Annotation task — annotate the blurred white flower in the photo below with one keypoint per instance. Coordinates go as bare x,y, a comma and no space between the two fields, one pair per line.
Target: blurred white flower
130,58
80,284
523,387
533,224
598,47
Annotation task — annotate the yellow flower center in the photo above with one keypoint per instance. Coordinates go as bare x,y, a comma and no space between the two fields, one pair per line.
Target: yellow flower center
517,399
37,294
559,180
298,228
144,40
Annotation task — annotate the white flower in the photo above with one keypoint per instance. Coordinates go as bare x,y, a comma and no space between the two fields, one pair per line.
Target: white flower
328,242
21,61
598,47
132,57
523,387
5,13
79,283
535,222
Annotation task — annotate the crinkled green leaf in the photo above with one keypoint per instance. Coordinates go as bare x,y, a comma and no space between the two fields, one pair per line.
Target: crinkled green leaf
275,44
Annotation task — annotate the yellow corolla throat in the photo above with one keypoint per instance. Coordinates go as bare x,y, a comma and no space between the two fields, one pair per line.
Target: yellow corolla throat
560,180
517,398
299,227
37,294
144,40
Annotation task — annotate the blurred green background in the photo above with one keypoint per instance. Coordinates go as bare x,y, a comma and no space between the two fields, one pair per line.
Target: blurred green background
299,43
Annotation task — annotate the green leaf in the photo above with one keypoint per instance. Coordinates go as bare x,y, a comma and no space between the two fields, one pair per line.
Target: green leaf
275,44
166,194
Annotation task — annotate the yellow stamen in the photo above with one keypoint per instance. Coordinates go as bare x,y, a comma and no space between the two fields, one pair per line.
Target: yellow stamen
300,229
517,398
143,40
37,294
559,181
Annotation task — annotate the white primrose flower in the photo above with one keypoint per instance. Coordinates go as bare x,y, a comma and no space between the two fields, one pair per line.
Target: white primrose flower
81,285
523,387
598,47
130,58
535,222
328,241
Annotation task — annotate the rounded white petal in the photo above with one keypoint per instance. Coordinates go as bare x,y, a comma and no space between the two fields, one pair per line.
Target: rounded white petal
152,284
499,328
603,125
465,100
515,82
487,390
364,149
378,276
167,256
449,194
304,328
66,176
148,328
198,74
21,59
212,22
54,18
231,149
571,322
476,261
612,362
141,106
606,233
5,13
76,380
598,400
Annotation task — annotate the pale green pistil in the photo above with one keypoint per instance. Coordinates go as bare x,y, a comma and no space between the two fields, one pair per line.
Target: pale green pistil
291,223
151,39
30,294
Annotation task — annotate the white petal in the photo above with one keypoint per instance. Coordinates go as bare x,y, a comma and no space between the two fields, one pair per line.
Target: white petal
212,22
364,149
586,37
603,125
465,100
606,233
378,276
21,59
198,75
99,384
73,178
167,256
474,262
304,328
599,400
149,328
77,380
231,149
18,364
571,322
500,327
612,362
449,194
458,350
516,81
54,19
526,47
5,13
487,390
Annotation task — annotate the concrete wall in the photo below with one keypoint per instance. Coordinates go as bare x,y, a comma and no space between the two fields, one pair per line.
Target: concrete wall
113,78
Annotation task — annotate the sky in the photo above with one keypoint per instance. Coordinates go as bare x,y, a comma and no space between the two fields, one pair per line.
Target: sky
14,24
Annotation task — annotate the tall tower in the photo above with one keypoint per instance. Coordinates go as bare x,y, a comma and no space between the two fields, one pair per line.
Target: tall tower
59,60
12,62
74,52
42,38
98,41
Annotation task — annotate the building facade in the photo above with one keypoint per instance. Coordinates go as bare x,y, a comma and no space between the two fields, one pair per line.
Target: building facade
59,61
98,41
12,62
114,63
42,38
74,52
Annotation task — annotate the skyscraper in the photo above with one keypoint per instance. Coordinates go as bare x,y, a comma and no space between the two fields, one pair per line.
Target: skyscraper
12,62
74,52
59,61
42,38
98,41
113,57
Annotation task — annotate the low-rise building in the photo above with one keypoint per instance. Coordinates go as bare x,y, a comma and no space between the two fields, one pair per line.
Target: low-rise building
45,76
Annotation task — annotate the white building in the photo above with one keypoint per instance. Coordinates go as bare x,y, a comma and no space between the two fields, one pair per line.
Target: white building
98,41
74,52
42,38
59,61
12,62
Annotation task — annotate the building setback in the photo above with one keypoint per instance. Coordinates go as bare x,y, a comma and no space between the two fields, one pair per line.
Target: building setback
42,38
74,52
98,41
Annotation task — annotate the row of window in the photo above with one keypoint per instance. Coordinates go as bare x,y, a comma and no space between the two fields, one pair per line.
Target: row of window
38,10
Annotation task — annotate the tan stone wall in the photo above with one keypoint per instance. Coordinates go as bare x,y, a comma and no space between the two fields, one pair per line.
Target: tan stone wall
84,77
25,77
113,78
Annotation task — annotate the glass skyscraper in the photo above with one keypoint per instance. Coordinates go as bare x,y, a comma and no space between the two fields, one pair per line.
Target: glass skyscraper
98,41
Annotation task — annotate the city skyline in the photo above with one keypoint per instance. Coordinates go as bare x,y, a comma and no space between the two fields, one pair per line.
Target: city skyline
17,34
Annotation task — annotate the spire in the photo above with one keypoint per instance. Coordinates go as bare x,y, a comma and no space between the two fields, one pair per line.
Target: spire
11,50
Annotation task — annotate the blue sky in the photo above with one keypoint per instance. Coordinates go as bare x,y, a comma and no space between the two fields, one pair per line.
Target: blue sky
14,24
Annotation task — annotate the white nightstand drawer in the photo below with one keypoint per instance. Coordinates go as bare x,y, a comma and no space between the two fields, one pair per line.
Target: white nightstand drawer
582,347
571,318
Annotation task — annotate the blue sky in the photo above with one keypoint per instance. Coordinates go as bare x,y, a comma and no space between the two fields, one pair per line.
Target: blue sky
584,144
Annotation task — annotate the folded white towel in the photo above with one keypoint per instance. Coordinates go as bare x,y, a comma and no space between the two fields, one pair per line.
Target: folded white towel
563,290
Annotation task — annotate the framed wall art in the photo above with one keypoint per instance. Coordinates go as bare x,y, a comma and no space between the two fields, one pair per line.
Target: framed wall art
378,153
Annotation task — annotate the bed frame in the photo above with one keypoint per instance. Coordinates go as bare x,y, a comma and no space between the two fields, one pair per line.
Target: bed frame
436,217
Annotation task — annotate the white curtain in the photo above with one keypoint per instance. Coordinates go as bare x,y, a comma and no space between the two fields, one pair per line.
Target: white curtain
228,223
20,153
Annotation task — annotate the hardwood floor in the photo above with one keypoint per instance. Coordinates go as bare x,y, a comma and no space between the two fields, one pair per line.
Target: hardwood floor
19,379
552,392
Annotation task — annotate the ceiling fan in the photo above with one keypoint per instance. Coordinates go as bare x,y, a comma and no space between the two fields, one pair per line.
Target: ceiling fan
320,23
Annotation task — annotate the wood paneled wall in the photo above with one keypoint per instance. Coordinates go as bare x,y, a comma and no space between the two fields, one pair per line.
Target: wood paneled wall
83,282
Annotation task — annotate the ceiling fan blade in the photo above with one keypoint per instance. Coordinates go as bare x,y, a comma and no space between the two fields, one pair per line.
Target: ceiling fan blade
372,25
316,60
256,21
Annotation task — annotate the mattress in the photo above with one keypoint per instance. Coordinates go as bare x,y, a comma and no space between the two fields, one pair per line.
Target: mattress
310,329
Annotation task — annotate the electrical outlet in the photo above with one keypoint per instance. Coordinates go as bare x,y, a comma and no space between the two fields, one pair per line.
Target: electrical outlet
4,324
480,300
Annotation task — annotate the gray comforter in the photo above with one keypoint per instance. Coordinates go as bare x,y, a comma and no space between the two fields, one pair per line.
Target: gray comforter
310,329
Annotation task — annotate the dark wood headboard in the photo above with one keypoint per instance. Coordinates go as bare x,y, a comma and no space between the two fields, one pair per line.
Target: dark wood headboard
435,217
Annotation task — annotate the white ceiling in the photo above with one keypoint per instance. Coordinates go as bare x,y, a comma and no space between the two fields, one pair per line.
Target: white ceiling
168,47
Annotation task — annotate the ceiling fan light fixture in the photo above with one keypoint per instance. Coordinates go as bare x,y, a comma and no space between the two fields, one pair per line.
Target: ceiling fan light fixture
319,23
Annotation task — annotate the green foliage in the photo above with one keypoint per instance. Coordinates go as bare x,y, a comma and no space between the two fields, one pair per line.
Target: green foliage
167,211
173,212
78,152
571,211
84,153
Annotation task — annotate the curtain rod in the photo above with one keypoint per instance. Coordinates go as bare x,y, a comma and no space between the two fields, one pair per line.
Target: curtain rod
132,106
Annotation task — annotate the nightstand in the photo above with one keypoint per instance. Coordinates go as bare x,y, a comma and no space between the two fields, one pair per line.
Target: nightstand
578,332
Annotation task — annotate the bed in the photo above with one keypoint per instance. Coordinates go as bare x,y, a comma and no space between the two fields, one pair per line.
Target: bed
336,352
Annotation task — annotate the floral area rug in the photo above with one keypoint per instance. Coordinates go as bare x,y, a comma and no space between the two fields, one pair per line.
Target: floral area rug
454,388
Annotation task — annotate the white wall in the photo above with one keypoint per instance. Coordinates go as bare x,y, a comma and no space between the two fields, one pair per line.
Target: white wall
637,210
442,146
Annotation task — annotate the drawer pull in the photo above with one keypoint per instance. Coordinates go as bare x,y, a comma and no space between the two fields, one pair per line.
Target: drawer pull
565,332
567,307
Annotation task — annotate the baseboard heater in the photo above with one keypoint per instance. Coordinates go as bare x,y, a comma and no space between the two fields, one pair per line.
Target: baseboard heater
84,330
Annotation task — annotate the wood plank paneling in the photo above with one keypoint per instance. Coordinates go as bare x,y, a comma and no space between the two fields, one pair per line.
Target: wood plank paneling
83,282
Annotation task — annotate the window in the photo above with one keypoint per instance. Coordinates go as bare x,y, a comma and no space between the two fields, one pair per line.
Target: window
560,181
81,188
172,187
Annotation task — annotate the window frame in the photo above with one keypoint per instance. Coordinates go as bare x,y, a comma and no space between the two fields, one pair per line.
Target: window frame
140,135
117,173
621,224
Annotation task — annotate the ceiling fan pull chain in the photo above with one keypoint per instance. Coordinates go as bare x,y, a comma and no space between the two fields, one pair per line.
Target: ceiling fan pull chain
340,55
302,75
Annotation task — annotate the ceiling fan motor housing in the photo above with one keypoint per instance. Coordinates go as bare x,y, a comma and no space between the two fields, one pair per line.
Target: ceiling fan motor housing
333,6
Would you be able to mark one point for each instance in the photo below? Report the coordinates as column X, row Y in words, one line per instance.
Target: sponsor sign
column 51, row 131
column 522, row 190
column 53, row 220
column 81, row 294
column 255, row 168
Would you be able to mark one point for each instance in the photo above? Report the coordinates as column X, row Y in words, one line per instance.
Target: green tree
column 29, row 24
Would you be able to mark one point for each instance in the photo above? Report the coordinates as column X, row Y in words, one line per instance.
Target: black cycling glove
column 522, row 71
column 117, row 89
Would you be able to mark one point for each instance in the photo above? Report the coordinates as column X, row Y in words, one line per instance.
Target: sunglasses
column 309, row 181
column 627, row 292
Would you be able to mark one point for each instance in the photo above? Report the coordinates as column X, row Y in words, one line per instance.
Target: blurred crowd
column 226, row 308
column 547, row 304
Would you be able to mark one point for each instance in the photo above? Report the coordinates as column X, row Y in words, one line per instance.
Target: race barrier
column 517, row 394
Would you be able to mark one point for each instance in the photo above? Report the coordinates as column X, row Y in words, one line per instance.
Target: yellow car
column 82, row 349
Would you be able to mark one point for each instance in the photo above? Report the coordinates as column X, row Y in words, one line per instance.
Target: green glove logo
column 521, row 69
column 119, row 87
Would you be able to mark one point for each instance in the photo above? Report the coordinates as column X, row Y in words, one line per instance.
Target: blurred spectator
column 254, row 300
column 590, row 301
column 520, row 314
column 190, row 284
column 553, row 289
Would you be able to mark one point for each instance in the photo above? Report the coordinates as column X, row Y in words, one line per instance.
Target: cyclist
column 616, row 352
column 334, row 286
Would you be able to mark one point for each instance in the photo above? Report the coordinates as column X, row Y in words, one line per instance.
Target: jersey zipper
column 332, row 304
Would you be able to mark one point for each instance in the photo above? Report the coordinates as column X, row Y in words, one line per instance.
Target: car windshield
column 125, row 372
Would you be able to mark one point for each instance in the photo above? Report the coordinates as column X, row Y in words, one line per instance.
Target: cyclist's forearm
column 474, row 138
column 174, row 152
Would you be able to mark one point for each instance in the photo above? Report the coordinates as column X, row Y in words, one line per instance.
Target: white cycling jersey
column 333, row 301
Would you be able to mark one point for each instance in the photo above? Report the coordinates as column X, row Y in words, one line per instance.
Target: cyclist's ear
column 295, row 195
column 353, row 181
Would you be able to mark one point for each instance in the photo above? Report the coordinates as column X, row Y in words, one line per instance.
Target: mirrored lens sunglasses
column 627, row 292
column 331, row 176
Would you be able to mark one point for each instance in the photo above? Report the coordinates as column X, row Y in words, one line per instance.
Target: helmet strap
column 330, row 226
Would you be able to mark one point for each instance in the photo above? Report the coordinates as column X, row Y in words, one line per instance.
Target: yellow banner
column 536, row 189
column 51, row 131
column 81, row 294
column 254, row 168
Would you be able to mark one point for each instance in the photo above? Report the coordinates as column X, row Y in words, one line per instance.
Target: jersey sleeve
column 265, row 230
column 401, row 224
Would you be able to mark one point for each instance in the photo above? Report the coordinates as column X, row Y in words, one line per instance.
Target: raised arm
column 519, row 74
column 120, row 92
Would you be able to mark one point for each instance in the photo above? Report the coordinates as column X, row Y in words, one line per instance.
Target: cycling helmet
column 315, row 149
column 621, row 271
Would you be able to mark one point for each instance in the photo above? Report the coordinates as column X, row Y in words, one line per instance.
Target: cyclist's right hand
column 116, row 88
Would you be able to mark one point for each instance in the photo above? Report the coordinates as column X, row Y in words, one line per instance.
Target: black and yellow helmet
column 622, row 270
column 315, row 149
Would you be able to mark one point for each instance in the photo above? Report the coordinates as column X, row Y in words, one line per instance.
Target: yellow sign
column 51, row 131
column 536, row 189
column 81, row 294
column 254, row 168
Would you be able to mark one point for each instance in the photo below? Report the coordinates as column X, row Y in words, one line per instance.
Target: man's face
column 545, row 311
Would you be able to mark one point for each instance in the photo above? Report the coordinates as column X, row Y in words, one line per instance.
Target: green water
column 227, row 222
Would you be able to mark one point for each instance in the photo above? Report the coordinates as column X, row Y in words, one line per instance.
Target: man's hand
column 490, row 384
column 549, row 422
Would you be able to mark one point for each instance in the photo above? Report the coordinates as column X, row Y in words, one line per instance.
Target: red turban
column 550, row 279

__Goal of the exercise__.
Above are the records; report how many of their lines hold the string "below", with no other words.

__Result__.
5